:: Requirements ::
Reproduce verbatim the lines from the one containing "that the mountain" through the final line of the list, both included.

:: Records shown ::
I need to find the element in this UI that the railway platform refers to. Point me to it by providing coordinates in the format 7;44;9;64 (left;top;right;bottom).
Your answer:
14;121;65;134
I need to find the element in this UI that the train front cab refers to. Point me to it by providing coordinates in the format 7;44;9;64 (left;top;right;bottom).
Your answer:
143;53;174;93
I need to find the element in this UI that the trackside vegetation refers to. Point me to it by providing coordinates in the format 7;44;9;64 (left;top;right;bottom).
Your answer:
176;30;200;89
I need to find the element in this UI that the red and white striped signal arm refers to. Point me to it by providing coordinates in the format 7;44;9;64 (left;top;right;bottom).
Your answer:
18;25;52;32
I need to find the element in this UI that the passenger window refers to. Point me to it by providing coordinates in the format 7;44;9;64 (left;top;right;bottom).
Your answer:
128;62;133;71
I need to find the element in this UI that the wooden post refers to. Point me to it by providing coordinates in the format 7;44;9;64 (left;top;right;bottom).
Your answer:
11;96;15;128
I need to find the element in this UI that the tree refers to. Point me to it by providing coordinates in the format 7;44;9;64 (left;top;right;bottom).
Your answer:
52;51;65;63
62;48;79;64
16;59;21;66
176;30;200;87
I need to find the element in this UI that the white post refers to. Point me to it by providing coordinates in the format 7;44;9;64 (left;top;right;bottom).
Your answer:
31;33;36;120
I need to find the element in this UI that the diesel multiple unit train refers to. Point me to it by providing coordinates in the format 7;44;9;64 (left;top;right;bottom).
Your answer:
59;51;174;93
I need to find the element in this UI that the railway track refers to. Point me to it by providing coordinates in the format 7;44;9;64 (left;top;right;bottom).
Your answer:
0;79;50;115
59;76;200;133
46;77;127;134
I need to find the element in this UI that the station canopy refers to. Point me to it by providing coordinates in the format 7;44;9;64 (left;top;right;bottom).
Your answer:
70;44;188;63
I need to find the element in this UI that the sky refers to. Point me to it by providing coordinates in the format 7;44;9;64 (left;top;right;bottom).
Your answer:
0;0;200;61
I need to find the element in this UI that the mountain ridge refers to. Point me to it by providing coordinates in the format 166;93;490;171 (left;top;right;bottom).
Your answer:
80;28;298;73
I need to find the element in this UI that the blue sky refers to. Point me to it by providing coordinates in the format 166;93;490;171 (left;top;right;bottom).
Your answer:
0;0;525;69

:: Response to the task ::
I need to find the element in this UI that the mountain ridge refers to. Point me to it by providing coordinates in the format 166;93;490;171 (left;top;right;bottom).
Your answer:
80;28;298;73
I need to find the element in this UI that the blue sky refers to. Point me to it by providing coordinates in the format 166;93;490;171 (left;top;right;bottom).
Your answer:
0;0;525;69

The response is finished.